◆ Text block ◆
────
Asked about the protests, one mustachioed man who declined to identify himself said, "The police can handle it." He dragged on a sweet-smelling clove cigarette before disappearing behind a group of food vendors.
Haji Tubagus Muhammed Sidiq, a leader of a group called the Defenders of Islam (FPI), didn't seem intimidated by the government's presence or shows of force. Secretly, by checking hotels and other places, "we are collecting information about American people so we can clear them out of Indonesia," he said, as a crowd of FPI members, resplendent in white gowns, listened in.
"After that," he added, "we may go to fight in Afghanistan."
Asked what he thought about threats by the government against any Indonesian Islamic soldiers of fortune, Haji waved his hand scornfully. "The Muslim people, wherever they are, are brothers in this world," he said, reflecting remarks by Osama bin Laden, who has repeatedly urged people across the Islamic world to join together against America. "The government cannot forbid the people from going."
But Haji backed away from supporting the terror attacks themselves. "If Osama was behind the attack," he said, "the Americans can catch him, if they want, and bring him to justice."
Some demonstrators were more virulent. "America created this tragedy at the World Trade Center just as an excuse to attack the Muslim people!" bellowed a student, masked by a bandana. He declined to give his name as he walked off.
As the week wore on some of the protesters grew more bellicose. At one point, as a reporter approached a student toting a sign that read "Bush = Satan = Chicken," another frenzied, bespectacled marcher pointed at him and yelled, "America!" Angry eyes darted in his direction moments before an Indonesian friend intervened, taking his elbow and escorting him to the relative safety of a sidewalk.
────
◆ Parts of the exercise ◆
(a) In the records, reproduce the lines from the one with "task: outline the <item>person's ear</item>" up to and including the one with "161 59 L 161", substituting "image" for "photo" and leaving everything else unchanged.
(b) Carry on the news account of the Indonesian street protests from its final sentence.
The records have no connection to the news account of protests in Indonesia.

(Dataset excerpt)
────
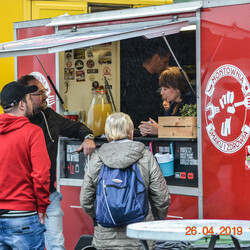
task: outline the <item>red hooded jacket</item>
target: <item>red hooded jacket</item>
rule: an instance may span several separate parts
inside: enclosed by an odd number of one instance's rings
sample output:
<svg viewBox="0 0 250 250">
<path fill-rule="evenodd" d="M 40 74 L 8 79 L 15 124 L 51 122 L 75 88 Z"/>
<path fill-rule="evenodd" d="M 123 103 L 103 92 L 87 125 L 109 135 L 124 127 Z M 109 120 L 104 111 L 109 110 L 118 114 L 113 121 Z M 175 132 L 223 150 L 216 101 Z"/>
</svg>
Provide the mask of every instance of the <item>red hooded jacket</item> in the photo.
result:
<svg viewBox="0 0 250 250">
<path fill-rule="evenodd" d="M 49 169 L 42 129 L 27 117 L 0 115 L 0 209 L 45 213 Z"/>
</svg>

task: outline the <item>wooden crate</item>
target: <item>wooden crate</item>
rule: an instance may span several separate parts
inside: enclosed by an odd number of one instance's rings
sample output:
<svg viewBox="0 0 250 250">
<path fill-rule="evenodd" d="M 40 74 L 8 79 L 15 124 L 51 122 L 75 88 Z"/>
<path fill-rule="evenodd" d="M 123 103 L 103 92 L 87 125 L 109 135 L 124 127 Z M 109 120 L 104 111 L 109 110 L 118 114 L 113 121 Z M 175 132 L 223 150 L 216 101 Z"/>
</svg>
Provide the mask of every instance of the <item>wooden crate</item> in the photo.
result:
<svg viewBox="0 0 250 250">
<path fill-rule="evenodd" d="M 197 138 L 197 117 L 163 116 L 158 121 L 159 138 Z"/>
</svg>

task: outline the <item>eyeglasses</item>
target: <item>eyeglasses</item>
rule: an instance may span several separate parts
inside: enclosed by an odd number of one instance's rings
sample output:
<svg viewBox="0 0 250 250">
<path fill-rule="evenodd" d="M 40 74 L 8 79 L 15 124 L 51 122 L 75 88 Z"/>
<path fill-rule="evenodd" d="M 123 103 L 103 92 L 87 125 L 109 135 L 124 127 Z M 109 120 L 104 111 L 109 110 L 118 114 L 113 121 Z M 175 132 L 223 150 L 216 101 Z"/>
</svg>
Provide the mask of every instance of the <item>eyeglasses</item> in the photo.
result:
<svg viewBox="0 0 250 250">
<path fill-rule="evenodd" d="M 44 89 L 41 90 L 39 93 L 37 94 L 30 94 L 31 96 L 39 96 L 39 98 L 42 98 L 43 95 L 47 95 L 48 94 L 48 89 Z"/>
</svg>

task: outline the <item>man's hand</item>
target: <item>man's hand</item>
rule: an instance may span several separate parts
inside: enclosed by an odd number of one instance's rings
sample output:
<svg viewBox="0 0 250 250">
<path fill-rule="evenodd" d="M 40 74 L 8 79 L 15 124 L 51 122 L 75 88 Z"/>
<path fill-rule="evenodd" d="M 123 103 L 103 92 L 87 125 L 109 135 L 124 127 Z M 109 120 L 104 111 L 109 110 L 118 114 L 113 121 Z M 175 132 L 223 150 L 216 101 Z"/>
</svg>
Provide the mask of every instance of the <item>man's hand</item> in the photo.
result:
<svg viewBox="0 0 250 250">
<path fill-rule="evenodd" d="M 151 118 L 149 118 L 149 122 L 142 121 L 139 126 L 140 132 L 143 136 L 158 135 L 158 128 L 159 124 Z"/>
<path fill-rule="evenodd" d="M 42 224 L 45 223 L 45 214 L 44 213 L 39 213 L 38 212 L 38 218 L 41 221 Z"/>
<path fill-rule="evenodd" d="M 80 145 L 80 147 L 76 150 L 78 152 L 83 151 L 83 154 L 85 156 L 91 155 L 95 151 L 95 142 L 91 139 L 84 139 L 83 143 Z"/>
</svg>

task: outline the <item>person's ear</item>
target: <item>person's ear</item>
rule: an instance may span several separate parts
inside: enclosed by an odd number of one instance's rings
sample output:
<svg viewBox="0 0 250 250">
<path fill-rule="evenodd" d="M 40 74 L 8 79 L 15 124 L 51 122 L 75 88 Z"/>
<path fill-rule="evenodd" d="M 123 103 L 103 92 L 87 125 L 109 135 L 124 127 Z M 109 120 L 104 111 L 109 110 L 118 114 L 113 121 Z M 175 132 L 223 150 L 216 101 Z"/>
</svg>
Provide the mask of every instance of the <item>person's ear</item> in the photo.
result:
<svg viewBox="0 0 250 250">
<path fill-rule="evenodd" d="M 161 59 L 161 57 L 159 56 L 159 54 L 153 55 L 153 60 L 154 60 L 154 62 L 158 62 L 159 59 Z"/>
<path fill-rule="evenodd" d="M 26 108 L 26 103 L 25 103 L 24 101 L 20 101 L 20 102 L 18 103 L 18 108 L 19 108 L 20 110 L 24 111 L 25 108 Z"/>
</svg>

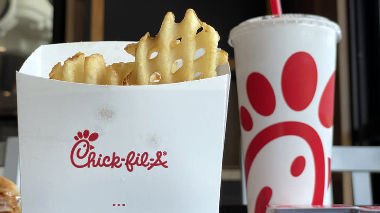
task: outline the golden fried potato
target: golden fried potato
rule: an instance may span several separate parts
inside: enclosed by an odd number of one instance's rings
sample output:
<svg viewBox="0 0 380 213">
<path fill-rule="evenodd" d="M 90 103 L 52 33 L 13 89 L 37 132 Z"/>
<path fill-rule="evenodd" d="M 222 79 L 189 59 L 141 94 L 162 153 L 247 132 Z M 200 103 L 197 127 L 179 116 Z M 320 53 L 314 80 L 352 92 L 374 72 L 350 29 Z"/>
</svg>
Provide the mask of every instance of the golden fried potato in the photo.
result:
<svg viewBox="0 0 380 213">
<path fill-rule="evenodd" d="M 200 28 L 202 30 L 197 34 Z M 218 50 L 219 40 L 218 33 L 201 21 L 194 10 L 188 10 L 179 23 L 175 23 L 174 15 L 169 12 L 157 36 L 152 37 L 147 33 L 138 43 L 126 47 L 125 51 L 135 56 L 135 64 L 124 84 L 167 84 L 215 76 L 216 67 L 228 60 L 226 52 Z M 196 52 L 201 49 L 204 54 L 195 58 Z M 156 55 L 152 57 L 154 53 Z M 179 61 L 182 62 L 180 68 Z"/>
</svg>

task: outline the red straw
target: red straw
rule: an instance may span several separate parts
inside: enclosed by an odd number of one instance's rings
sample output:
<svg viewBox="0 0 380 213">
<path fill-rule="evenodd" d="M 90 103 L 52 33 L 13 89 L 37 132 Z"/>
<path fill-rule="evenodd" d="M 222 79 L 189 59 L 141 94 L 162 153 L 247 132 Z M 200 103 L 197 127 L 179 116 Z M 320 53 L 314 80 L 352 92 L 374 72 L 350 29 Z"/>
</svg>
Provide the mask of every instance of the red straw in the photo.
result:
<svg viewBox="0 0 380 213">
<path fill-rule="evenodd" d="M 272 15 L 279 16 L 283 14 L 280 0 L 270 0 L 270 7 Z"/>
</svg>

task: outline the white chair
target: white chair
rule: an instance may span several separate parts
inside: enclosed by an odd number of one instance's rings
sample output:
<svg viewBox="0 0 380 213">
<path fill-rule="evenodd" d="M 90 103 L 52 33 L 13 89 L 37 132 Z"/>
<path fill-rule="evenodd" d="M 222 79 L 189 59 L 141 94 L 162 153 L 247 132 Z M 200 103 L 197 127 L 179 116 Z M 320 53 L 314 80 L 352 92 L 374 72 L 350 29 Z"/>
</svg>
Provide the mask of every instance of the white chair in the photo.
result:
<svg viewBox="0 0 380 213">
<path fill-rule="evenodd" d="M 354 204 L 372 205 L 371 173 L 380 172 L 380 147 L 333 146 L 332 172 L 351 172 Z"/>
<path fill-rule="evenodd" d="M 242 203 L 247 205 L 244 166 L 242 172 Z M 371 173 L 380 172 L 380 146 L 333 146 L 331 172 L 351 172 L 354 204 L 373 205 Z"/>
<path fill-rule="evenodd" d="M 19 139 L 9 137 L 5 143 L 0 143 L 0 166 L 4 167 L 4 177 L 12 180 L 19 189 Z"/>
</svg>

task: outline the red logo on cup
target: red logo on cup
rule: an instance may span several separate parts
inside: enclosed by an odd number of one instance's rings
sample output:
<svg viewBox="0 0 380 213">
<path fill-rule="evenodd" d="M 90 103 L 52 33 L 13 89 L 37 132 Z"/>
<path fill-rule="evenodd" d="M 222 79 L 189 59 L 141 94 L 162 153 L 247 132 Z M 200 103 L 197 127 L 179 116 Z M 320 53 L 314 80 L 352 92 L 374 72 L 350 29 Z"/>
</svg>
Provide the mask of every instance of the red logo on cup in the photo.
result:
<svg viewBox="0 0 380 213">
<path fill-rule="evenodd" d="M 78 132 L 77 135 L 74 137 L 74 139 L 77 142 L 71 149 L 70 153 L 70 160 L 73 165 L 79 168 L 98 166 L 114 168 L 120 168 L 124 165 L 129 172 L 133 170 L 134 166 L 148 167 L 148 170 L 158 166 L 168 168 L 166 165 L 168 161 L 161 160 L 162 156 L 166 156 L 167 154 L 165 151 L 157 151 L 153 157 L 150 157 L 147 152 L 140 154 L 133 151 L 127 154 L 125 158 L 116 155 L 114 152 L 112 156 L 103 156 L 101 154 L 97 155 L 93 151 L 95 147 L 90 144 L 90 142 L 96 141 L 99 135 L 97 133 L 90 134 L 87 129 L 84 130 L 83 134 L 81 132 Z"/>
</svg>

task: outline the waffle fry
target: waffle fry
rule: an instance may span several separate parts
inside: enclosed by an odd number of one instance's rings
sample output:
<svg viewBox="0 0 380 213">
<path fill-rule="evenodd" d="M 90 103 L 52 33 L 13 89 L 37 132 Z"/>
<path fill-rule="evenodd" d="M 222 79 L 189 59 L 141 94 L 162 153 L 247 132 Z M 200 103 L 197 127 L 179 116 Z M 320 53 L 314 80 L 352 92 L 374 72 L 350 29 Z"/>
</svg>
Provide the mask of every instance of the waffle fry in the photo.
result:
────
◆ Answers ◆
(a)
task: outline the <item>person's ear</item>
target: <item>person's ear</item>
rule: an instance may span several separate parts
inside: enclosed by an odd number of one instance's rings
sample output:
<svg viewBox="0 0 250 250">
<path fill-rule="evenodd" d="M 40 74 L 8 79 L 15 124 L 51 122 L 75 88 Z"/>
<path fill-rule="evenodd" d="M 123 103 L 103 92 L 87 125 L 109 135 L 124 127 Z M 109 120 L 104 111 L 109 110 L 118 114 L 113 121 Z M 175 132 L 223 150 L 216 101 Z"/>
</svg>
Provide the mask of every instance of the <item>person's ear</item> in the image.
result:
<svg viewBox="0 0 250 250">
<path fill-rule="evenodd" d="M 161 59 L 161 57 L 159 56 L 159 54 L 153 55 L 153 60 L 154 60 L 154 62 L 158 62 L 159 59 Z"/>

(b)
Many of the students and other demonstrators said that while bin Laden might well be guilty, the U.S. was rushing to judgment -- and thus symbolically attacking Islam as a religion. To back this up, Haji noted that Bush's use of the words "crusade" and "infinite justice" were very offensive to Muslims.
Others saw in bin Laden an antidote to America's vast commercial empire, and the all-conquering clothing, music and movies that accompanied it. By standing up to the U.S., bin Laden represented, to them, a time long disappeared from Indonesia and other nations in the Muslim world: a forgotten era when tradition and local culture was unpolluted by Levis, Coca-Cola and MTV. Though few could articulate it, some seemed to forgive him for this reason alone.
At one recent rally that drew 3,500 people to a business district in central Jakarta, a 22-year-old student, Alawnie Izyan, spoke of a need to check U.S. aggression.
"We are peaceful Muslims," insisted Alawanie, a fourth-year student of Islamic law, wearing the traditional jilbab, or headscarf, designating religious devotion for women throughout the Muslim world.
She, too, opposed last month's terror attacks -- but voiced equal anger at Washington's threats against Afghanistan. Alwanie also denounced U.S. aid to Israel, and especially Israeli attacks against Palestinians.
Another, more outspoken student was Ansori Taslim, 20, a member of the Islamic Youth Movement (GPI) -- the one that threatened Ambassador Gelbard. "Why does America attack Afghanistan when only bin Laden is the problem?" he asked indignantly.
Ansori and his friends spoke with swaggering bravado about a fight against U.S. forces in the rugged mountains of Afghanistan. "If America attacks, we will go," declared Ansori, a student of Arabic at the University of Jakarta.
Asked if any of the GPI's members, reportedly in the hundreds, have combat experience, he paused. "If we go to Afghanistan, there, we can train and learn how to attack," he said.
One GPI member, likely beyond his student years, carried a photo of bin Laden with the words, "The U.S. is a Paper Tiger." He claimed to have fought with the mujahedin in Afghanistan against the Soviet army. But when pressed for details, he fell silent and walked away.
Although there have been reports of some Indonesians preparing to fight in Afghanistan, their numbers do not seem significant. Efforts this week by a reporter to ask questions at a registration location for Indonesians to sign up for the newest holy war were frustrating. The "center," which appeared to be a black all-terrain vehicle shrouded in a white blanket with anti-U.S. slogans on it, sped off down an alleyway as a foreigner came into view. A gaggle of teenagers wearing green headbands politely declined to answer questions, saying they feared they were being spied on by a foreign intelligence agent.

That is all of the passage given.